**MATERIAL**

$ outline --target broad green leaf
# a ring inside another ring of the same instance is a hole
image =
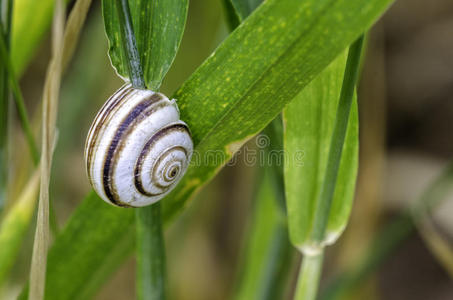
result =
[[[242,22],[247,18],[263,0],[227,0],[233,6],[239,21]]]
[[[245,141],[274,119],[390,3],[267,0],[248,17],[175,94],[196,152],[185,177],[162,200],[164,221],[168,224]],[[99,272],[113,269],[109,253],[116,251],[115,242],[134,234],[133,215],[132,209],[111,207],[91,195],[50,251],[47,299],[85,294],[85,283],[93,276],[96,282],[106,277]],[[129,247],[131,251],[133,246]]]
[[[291,241],[310,251],[313,219],[325,178],[346,56],[339,56],[284,110],[285,189]],[[326,243],[346,226],[354,197],[358,166],[357,101],[346,140],[327,225]]]
[[[129,0],[137,48],[148,88],[157,90],[170,68],[181,42],[186,23],[187,0]],[[128,78],[116,1],[102,1],[109,55],[113,67]]]
[[[264,170],[245,239],[243,266],[234,299],[282,299],[294,249],[289,242],[286,215],[276,199],[271,169]],[[287,270],[286,270],[287,271]]]

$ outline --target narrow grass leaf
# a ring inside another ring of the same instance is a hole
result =
[[[259,6],[175,94],[196,149],[185,177],[162,200],[164,222],[391,3],[267,0]],[[209,153],[221,158],[206,161]],[[105,265],[111,263],[104,259],[105,245],[115,251],[116,240],[134,234],[133,210],[97,201],[92,207],[83,203],[57,238],[58,249],[49,257],[48,299],[84,294],[85,282],[100,276],[94,270],[112,270]],[[109,234],[104,235],[106,228]],[[79,244],[86,249],[73,251]]]
[[[330,281],[322,290],[319,299],[344,299],[345,295],[362,285],[414,233],[415,223],[423,218],[426,212],[448,199],[446,196],[451,193],[452,188],[453,163],[450,162],[408,211],[404,211],[373,237],[370,246],[357,259],[356,264],[349,266]]]
[[[316,203],[325,178],[346,65],[341,54],[284,110],[285,189],[291,241],[312,250]],[[346,226],[358,166],[358,114],[354,104],[343,147],[327,236],[333,242]]]
[[[102,1],[109,55],[117,73],[128,78],[116,1]],[[187,18],[187,0],[129,0],[146,86],[158,90],[179,48]]]
[[[14,1],[11,61],[18,75],[23,73],[49,29],[54,3],[55,0]]]
[[[4,31],[3,24],[0,23],[0,32],[3,32],[3,31]],[[27,110],[25,108],[24,98],[22,96],[22,92],[20,90],[19,83],[16,78],[16,72],[14,70],[14,67],[13,67],[10,57],[9,57],[9,53],[7,50],[7,43],[5,42],[5,39],[3,38],[3,36],[0,38],[0,58],[8,72],[8,79],[9,79],[8,81],[9,81],[11,90],[14,95],[14,101],[15,101],[17,112],[19,115],[19,120],[20,120],[20,123],[21,123],[22,128],[25,133],[25,137],[26,137],[26,140],[28,143],[28,147],[29,147],[29,150],[31,153],[32,160],[33,160],[34,164],[37,165],[38,161],[39,161],[38,148],[36,146],[36,142],[33,137],[33,133],[31,131],[30,121],[28,118]]]
[[[0,0],[0,23],[4,31],[0,32],[0,38],[4,39],[6,50],[10,50],[11,16],[13,1]],[[7,201],[8,196],[8,125],[9,125],[9,98],[10,88],[8,70],[4,64],[0,65],[0,212]]]

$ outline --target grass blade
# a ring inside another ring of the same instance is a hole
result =
[[[6,13],[3,13],[6,9]],[[0,31],[0,38],[6,43],[6,50],[10,50],[11,15],[13,1],[0,0],[0,23],[5,31]],[[9,81],[8,72],[4,64],[0,66],[0,212],[6,202],[8,194],[8,122],[9,122]]]
[[[415,222],[422,218],[426,211],[430,211],[442,201],[445,201],[445,196],[451,192],[452,188],[453,164],[450,162],[449,166],[409,208],[409,211],[403,212],[376,234],[357,264],[331,280],[326,289],[321,291],[320,299],[342,299],[344,295],[366,281],[386,259],[391,257],[404,240],[415,232]]]
[[[27,182],[26,188],[19,195],[14,206],[2,220],[0,227],[0,286],[4,283],[14,265],[22,240],[25,237],[30,220],[33,217],[38,199],[39,170],[35,171]]]
[[[71,0],[65,0],[69,3]],[[55,0],[15,0],[12,19],[11,62],[21,75],[50,27]]]
[[[160,202],[136,209],[137,299],[165,299],[165,247]]]
[[[164,223],[170,223],[234,152],[274,119],[390,3],[267,0],[248,17],[176,93],[197,155],[205,157],[209,150],[223,156],[208,165],[197,165],[194,157],[185,177],[162,200]],[[97,198],[91,195],[77,208],[50,251],[48,299],[92,293],[93,286],[87,287],[86,282],[99,284],[120,263],[116,256],[111,266],[109,253],[117,253],[115,241],[134,235],[133,210],[118,210],[99,198],[96,204],[85,203],[94,201],[92,197]],[[73,247],[79,244],[85,248],[75,252]],[[131,253],[133,245],[129,247],[121,248],[121,253]]]
[[[166,0],[145,1],[129,0],[133,31],[137,38],[146,86],[158,90],[170,68],[181,42],[186,23],[188,1]],[[126,51],[120,35],[117,4],[103,1],[105,29],[110,42],[109,55],[112,65],[123,78],[130,78]]]

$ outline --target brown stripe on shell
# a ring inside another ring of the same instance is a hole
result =
[[[159,194],[153,194],[153,193],[150,193],[148,191],[146,191],[143,187],[143,183],[141,181],[141,177],[140,177],[140,173],[142,172],[142,166],[143,166],[143,162],[144,162],[144,159],[146,157],[146,155],[148,154],[149,150],[154,146],[154,144],[159,140],[160,137],[162,137],[163,135],[167,134],[168,131],[182,131],[182,132],[186,132],[189,136],[190,136],[190,131],[189,131],[189,128],[185,125],[185,124],[182,124],[182,123],[176,123],[176,124],[171,124],[167,127],[164,127],[163,129],[159,130],[156,134],[154,134],[152,136],[152,138],[145,144],[145,146],[143,147],[142,149],[142,152],[140,153],[140,156],[138,157],[137,159],[137,163],[135,165],[135,170],[134,170],[134,178],[135,178],[135,187],[136,189],[143,195],[146,195],[146,196],[157,196],[157,195],[160,195],[162,193],[159,193]],[[173,148],[169,148],[167,149],[166,151],[168,150],[171,150],[171,149],[174,149],[175,147]],[[184,149],[183,147],[181,147],[182,149]],[[186,153],[186,156],[187,156],[187,151],[184,149],[184,152]],[[157,164],[154,164],[154,166],[156,166]],[[153,168],[154,169],[154,168]],[[153,170],[154,171],[154,170]],[[154,173],[154,172],[153,172]],[[171,185],[170,185],[171,186]],[[169,186],[168,186],[169,187]],[[167,188],[168,188],[167,187]],[[165,189],[166,187],[161,187],[163,189]]]
[[[138,103],[123,119],[110,143],[104,161],[103,185],[107,198],[114,204],[121,203],[115,183],[113,182],[113,174],[116,170],[117,160],[125,145],[122,141],[127,140],[128,136],[142,120],[155,113],[157,110],[170,105],[166,101],[159,101],[162,99],[163,97],[161,95],[155,93]]]

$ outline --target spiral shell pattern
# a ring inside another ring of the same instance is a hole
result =
[[[98,195],[117,206],[141,207],[162,199],[184,175],[193,142],[175,100],[127,84],[98,112],[85,160]]]

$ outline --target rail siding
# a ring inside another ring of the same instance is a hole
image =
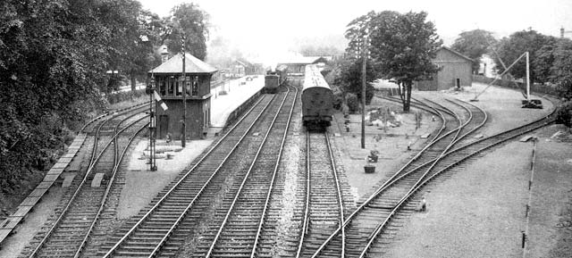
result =
[[[76,156],[85,143],[86,137],[87,135],[85,133],[79,133],[68,147],[68,152],[62,155],[57,162],[52,166],[44,177],[42,182],[20,204],[16,212],[0,222],[0,246],[4,240],[13,233],[14,229],[24,221],[34,205],[39,202],[54,182],[57,180],[62,172],[70,165],[73,157]]]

**INSTRUCTIONS TO FOLLOW**
Render every line of the items above as a Markdown table with the columns Row and Line, one row per line, skipping blank lines. Leave the pictures out.

**RESPONSE TO THIS EXERCISE**
| Row | Line |
|---|---|
| 1 | $ outline --target broad green leaf |
| 2 | # a ring inside another ring of the same instance is a hole |
| 3 | image = |
| 4 | result = |
| 5 | [[[242,22],[247,18],[263,0],[227,0],[233,6],[239,21]]] |
| 6 | [[[245,141],[274,119],[390,3],[267,0],[248,17],[175,94],[196,152],[185,177],[162,200],[164,221],[168,224]],[[99,272],[113,269],[109,253],[116,251],[115,242],[134,234],[133,215],[132,209],[111,207],[91,195],[50,251],[47,299],[85,294],[85,283],[93,276],[96,282],[106,277]],[[129,247],[131,251],[133,246]]] |
| 7 | [[[291,241],[310,251],[313,219],[325,178],[346,56],[339,56],[284,110],[285,189]],[[326,243],[346,226],[354,197],[358,166],[357,101],[346,140],[327,225]]] |
| 8 | [[[129,0],[137,48],[148,88],[157,90],[170,68],[181,42],[186,23],[187,0]],[[128,78],[116,1],[102,1],[109,55],[113,67]]] |
| 9 | [[[264,170],[245,239],[243,266],[234,299],[282,299],[294,249],[289,242],[286,215],[276,199],[271,169]],[[287,270],[286,270],[287,271]]] |
| 10 | $ outline --target narrow grass leaf |
| 11 | # a ring inside another ring of the same instance is a hole |
| 12 | result = |
| 13 | [[[259,6],[175,94],[196,149],[185,177],[162,200],[164,222],[391,3],[267,0]],[[209,153],[221,158],[206,161]],[[105,265],[111,263],[104,259],[105,245],[115,251],[116,240],[134,234],[133,210],[97,201],[92,207],[83,203],[57,238],[58,249],[49,257],[48,299],[84,294],[85,282],[100,276],[94,270],[112,270]],[[109,234],[104,235],[106,228]],[[79,244],[86,249],[73,251]]] |
| 14 | [[[330,281],[322,290],[319,299],[344,299],[345,295],[362,285],[414,233],[415,223],[423,218],[426,212],[448,199],[446,196],[451,193],[452,188],[453,163],[450,162],[408,211],[404,211],[373,237],[370,246],[357,259],[356,264],[349,266]]] |
| 15 | [[[316,203],[325,178],[346,65],[341,54],[284,110],[285,189],[291,241],[312,250]],[[346,226],[358,166],[358,114],[354,104],[343,147],[327,236],[333,242]]] |
| 16 | [[[102,1],[109,55],[117,73],[128,78],[116,1]],[[187,18],[187,0],[129,0],[146,86],[158,90],[179,48]]] |
| 17 | [[[14,1],[11,61],[18,75],[23,73],[49,29],[54,3],[55,0]]] |
| 18 | [[[4,31],[3,24],[0,23],[0,32],[3,32],[3,31]],[[27,110],[25,108],[24,98],[22,96],[22,92],[20,90],[19,83],[16,78],[16,72],[14,70],[14,67],[13,67],[10,57],[9,57],[9,53],[7,50],[7,43],[5,42],[5,39],[3,38],[3,36],[0,38],[0,58],[8,72],[8,79],[9,79],[8,81],[9,81],[11,90],[14,95],[14,101],[15,101],[17,112],[19,115],[19,120],[20,120],[20,123],[21,123],[22,128],[25,133],[25,137],[26,137],[26,140],[28,143],[28,147],[29,147],[29,150],[31,153],[32,160],[33,160],[34,164],[37,165],[38,161],[39,161],[38,148],[36,146],[36,142],[33,137],[33,133],[31,131],[30,121],[28,118]]] |
| 19 | [[[0,0],[0,23],[4,31],[0,32],[0,38],[4,39],[6,50],[10,50],[11,16],[13,1]],[[7,201],[8,196],[8,125],[9,125],[9,98],[10,88],[8,70],[4,64],[0,65],[0,212]]] |
| 20 | $ outline --target grass blade |
| 21 | # a ring inside another ring of the same instance is a hole |
| 22 | result = |
| 23 | [[[6,13],[3,13],[6,9]],[[0,31],[0,38],[6,43],[6,50],[10,50],[11,15],[13,1],[0,0],[0,23],[5,31]],[[9,81],[8,72],[4,64],[0,66],[0,212],[6,202],[8,194],[8,122],[9,122]]] |
| 24 | [[[415,222],[422,218],[426,211],[430,211],[442,201],[445,201],[445,196],[451,192],[452,188],[453,164],[450,162],[449,166],[409,208],[409,211],[403,212],[376,234],[357,264],[331,280],[326,289],[321,291],[320,299],[342,299],[344,295],[366,281],[386,259],[391,257],[404,240],[415,232]]] |
| 25 | [[[27,182],[26,188],[19,195],[14,206],[2,220],[0,227],[0,286],[4,283],[14,265],[22,240],[25,237],[30,220],[33,217],[38,199],[39,170],[35,171]]] |
| 26 | [[[71,0],[65,0],[69,3]],[[55,0],[15,0],[12,19],[11,62],[21,75],[50,27]]] |
| 27 | [[[160,202],[136,209],[137,299],[165,299],[165,247]]] |
| 28 | [[[164,223],[170,223],[234,152],[274,119],[390,3],[267,0],[248,17],[176,93],[197,155],[205,157],[209,150],[223,156],[208,165],[197,165],[194,157],[185,177],[162,200]],[[97,198],[91,195],[77,208],[50,251],[48,299],[92,293],[93,286],[87,287],[86,282],[99,284],[120,263],[116,256],[111,266],[109,253],[117,253],[115,241],[134,235],[133,210],[118,210],[99,198],[96,204],[85,203],[94,201],[92,197]],[[73,247],[79,244],[85,248],[75,252]],[[131,253],[133,245],[129,247],[121,248],[121,253]]] |
| 29 | [[[166,0],[145,1],[129,0],[133,31],[137,38],[146,86],[158,90],[170,68],[181,42],[186,23],[188,1]],[[126,51],[120,35],[117,4],[103,1],[105,29],[110,42],[109,55],[112,65],[123,78],[130,78]]] |
| 30 | $ outline --target brown stripe on shell |
| 31 | # a ring inside another ring of the same instance is a hole |
| 32 | result = |
| 33 | [[[159,194],[153,194],[153,193],[150,193],[148,191],[146,191],[143,187],[143,183],[141,181],[141,177],[140,177],[140,173],[142,172],[142,166],[143,166],[143,162],[144,162],[144,159],[146,157],[146,155],[148,154],[149,150],[154,146],[154,144],[159,140],[160,137],[162,137],[163,135],[167,134],[168,131],[182,131],[182,132],[186,132],[189,136],[190,136],[190,131],[189,131],[189,128],[185,125],[185,124],[182,124],[182,123],[176,123],[176,124],[171,124],[167,127],[164,127],[163,129],[159,130],[156,134],[154,134],[152,136],[152,138],[145,144],[145,146],[143,147],[142,149],[142,152],[140,153],[140,156],[138,157],[137,159],[137,163],[135,165],[135,170],[134,170],[134,178],[135,178],[135,187],[136,189],[143,195],[146,195],[146,196],[157,196],[157,195],[160,195],[162,193],[159,193]],[[173,148],[169,148],[167,149],[166,151],[168,150],[171,150],[171,149],[174,149],[175,147]],[[184,149],[183,147],[181,147],[182,149]],[[186,153],[186,156],[187,156],[187,151],[184,149],[184,152]],[[157,164],[154,164],[154,166],[156,166]],[[153,168],[154,169],[154,168]],[[153,170],[154,171],[154,170]],[[154,173],[154,172],[153,172]],[[171,185],[170,185],[171,186]],[[169,186],[168,186],[169,187]],[[167,188],[168,188],[167,187]],[[165,189],[166,187],[161,187],[163,189]]] |
| 34 | [[[138,103],[123,119],[110,143],[104,161],[103,185],[107,198],[114,204],[121,203],[115,183],[113,182],[113,174],[116,170],[117,160],[125,145],[122,141],[127,140],[128,136],[142,120],[155,113],[157,110],[170,105],[166,101],[159,101],[162,99],[163,97],[161,95],[155,93]]] |
| 35 | $ outline --target spiral shell pattern |
| 36 | # a ring inside another ring of the same instance is a hole |
| 37 | result = |
| 38 | [[[98,195],[117,206],[141,207],[162,199],[184,175],[193,142],[175,100],[127,84],[98,112],[85,160]]] |
| 39 | $ outline --target rail siding |
| 40 | # a ring inside another ring of the same instance is a hole |
| 41 | image = |
| 42 | result = |
| 43 | [[[76,156],[85,143],[86,137],[87,135],[85,133],[79,133],[68,147],[68,152],[62,155],[57,162],[52,166],[44,177],[42,182],[20,204],[16,212],[0,222],[0,246],[4,240],[13,233],[14,229],[24,221],[34,205],[39,202],[54,182],[57,180],[62,172],[70,165],[73,157]]] |